Opdrachten:
• a. Noem alle eigenschappen waarmee volgens het fragment de instellingen hun taken moeten uitvoeren.
• b. Toon elke regel uit de records waarin het woord "stone" voorkomt.

Te lezen fragment:

• • • •

Tijdens de besluitvorming van het Algemeen beheerscomité bedoeld in het vorige lid, beschikt iedere vertegenwoordiger van de verzekeringsinstellingen slechts over een raadgevende stem.
Art.5. § 1. De facturen worden overgemaakt voor validatie aan het Instituut. De betaling is slechts toegestaan na verificatie van de echtheid van de aangegane prestaties en de conformiteit met de doelstellingen vastgelegd door het Algemeen beheerscomité en het aan het project toegewezen budget.
§ 2. De voorschotten mogen, in het totaal, niet hoger zijn dan 30 % van het budget toegewezen aan het project.
§ 3. De betaling van de gevalideerde facturen wordt uitgevoerd door het Instituut binnen een termijn van 30 dagen, vanaf de factuurdatum.
Art.6. De instellingen die belast zijn met het uitvoeren van de projecten bedoeld in artikel 4, voeren hun taken uit met zorgvuldigheid, voorzichtigheid en goede trouw.
Het Instituut moet twee maal per jaar verslag uitbrengen aan het Algemeen beheerscomité over de vooruitgang van de projecten en het gebruik van de budgetten, zolang het project niet is afgesloten.

• • • •

Items voor locatiebepaling:
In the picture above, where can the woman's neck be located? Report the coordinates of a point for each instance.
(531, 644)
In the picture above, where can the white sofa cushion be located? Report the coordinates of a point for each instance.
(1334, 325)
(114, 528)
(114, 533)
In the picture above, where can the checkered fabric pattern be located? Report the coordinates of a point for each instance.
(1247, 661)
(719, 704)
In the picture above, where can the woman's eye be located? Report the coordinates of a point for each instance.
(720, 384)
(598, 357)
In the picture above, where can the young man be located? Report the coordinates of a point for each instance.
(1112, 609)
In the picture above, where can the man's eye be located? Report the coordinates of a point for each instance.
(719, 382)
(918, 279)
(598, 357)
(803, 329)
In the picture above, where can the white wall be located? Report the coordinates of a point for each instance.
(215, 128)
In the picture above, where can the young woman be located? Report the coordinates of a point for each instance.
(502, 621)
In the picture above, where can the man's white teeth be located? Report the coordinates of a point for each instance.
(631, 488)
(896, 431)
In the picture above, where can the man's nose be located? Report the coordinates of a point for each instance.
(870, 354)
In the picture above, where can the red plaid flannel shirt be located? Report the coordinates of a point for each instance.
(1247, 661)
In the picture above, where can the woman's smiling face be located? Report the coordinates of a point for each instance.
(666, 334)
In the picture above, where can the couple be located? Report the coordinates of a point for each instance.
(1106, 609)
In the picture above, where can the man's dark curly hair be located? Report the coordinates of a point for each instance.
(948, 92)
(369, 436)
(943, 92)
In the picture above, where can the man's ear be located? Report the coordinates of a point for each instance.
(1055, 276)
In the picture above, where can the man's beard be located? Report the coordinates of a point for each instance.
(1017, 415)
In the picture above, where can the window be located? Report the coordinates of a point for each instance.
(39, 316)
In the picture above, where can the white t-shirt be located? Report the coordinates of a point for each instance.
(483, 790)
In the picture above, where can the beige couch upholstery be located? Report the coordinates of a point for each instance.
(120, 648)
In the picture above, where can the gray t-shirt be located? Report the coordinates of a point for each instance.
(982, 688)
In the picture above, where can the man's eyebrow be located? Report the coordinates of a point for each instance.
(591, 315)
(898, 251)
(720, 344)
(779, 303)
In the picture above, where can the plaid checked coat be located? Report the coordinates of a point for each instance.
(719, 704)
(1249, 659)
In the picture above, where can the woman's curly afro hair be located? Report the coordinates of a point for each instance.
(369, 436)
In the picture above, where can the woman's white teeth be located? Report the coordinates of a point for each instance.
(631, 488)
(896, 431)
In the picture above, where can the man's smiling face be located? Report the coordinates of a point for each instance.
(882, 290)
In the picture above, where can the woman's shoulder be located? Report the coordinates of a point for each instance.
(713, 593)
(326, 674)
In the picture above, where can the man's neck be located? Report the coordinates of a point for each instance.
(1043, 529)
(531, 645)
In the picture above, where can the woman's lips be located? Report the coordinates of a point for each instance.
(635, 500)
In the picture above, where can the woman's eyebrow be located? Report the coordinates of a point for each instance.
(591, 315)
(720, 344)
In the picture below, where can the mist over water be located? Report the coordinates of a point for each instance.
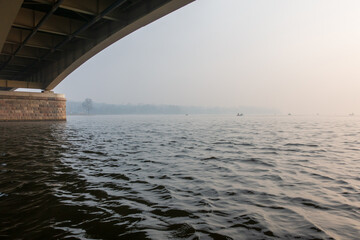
(181, 177)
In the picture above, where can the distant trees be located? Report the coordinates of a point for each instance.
(87, 105)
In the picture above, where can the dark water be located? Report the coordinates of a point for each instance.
(181, 177)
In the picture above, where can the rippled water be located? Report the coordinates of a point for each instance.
(181, 177)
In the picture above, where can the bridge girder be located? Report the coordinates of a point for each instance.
(48, 39)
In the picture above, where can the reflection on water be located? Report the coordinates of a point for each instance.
(181, 177)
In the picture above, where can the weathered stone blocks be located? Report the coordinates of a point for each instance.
(28, 106)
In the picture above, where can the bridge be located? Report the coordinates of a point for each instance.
(43, 41)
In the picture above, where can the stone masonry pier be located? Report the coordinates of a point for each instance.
(29, 106)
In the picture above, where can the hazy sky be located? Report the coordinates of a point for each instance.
(299, 56)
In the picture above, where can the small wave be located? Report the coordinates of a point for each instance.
(174, 213)
(257, 161)
(183, 230)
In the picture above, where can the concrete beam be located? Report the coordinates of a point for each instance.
(8, 12)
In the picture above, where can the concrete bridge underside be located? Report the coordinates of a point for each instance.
(43, 41)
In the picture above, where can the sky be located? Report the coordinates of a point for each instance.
(300, 56)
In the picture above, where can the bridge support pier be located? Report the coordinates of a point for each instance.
(29, 106)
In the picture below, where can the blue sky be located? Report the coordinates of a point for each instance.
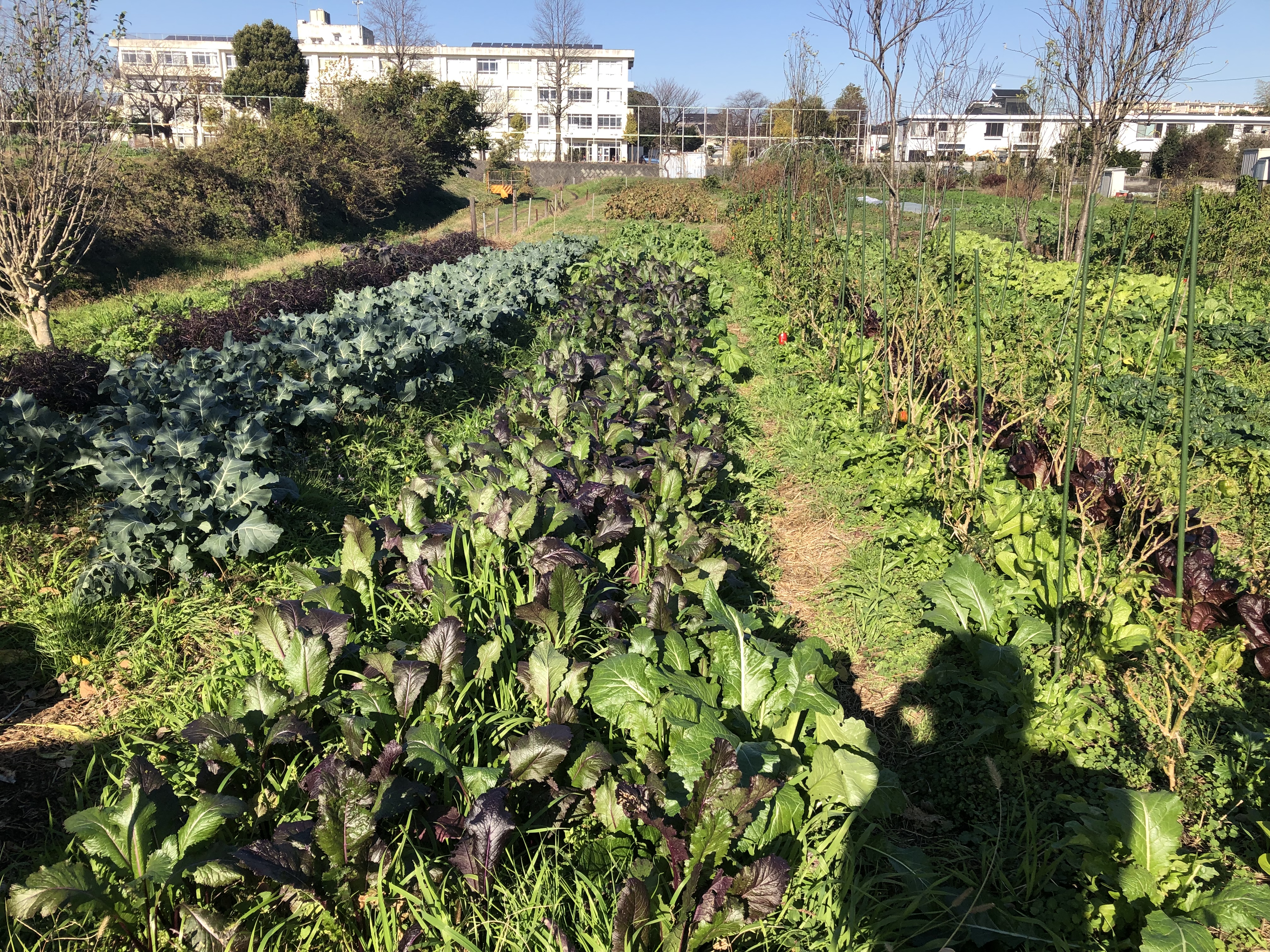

• • • •

De oplossingen:
• a. zorgvuldigheid, voorzichtigheid, goede trouw

• b.
In the picture above, where can the weathered stone blocks be located? Report the coordinates of a point for each instance.
In the picture above, where can the stone masonry pier be located? Report the coordinates of a point for each instance.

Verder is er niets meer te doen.